Referring expression data:
- Opening Delimiter -

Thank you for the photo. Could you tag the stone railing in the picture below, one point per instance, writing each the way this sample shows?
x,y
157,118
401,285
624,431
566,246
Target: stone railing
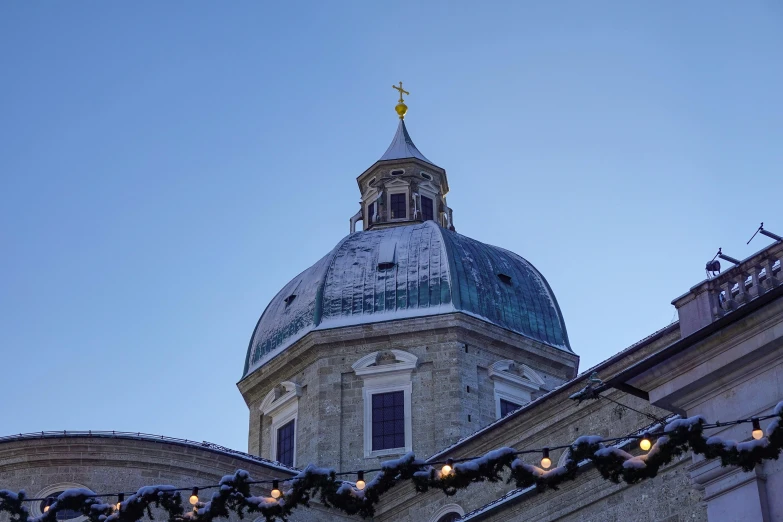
x,y
713,298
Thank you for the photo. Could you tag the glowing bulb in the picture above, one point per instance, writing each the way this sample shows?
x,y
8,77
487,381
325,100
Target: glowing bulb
x,y
546,462
446,469
757,433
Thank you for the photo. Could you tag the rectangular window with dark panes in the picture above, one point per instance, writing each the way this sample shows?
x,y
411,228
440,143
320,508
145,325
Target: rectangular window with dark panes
x,y
388,420
426,209
399,209
285,444
507,407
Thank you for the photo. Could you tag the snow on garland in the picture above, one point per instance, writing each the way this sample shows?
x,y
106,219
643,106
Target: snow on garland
x,y
233,494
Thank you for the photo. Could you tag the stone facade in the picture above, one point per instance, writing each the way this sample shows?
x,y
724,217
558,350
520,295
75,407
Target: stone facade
x,y
452,396
723,359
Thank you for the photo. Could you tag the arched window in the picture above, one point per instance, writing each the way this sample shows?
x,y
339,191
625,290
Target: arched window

- Closing Delimiter -

:: WHAT IS NEEDED ::
Each line above where the word "arched" occurs should be copied out.

:: ANSWER BOX ::
Thank you for the photo. Could you tag the arched window in the picture above, one point per instance, writing each the way this sample shows?
Target: arched window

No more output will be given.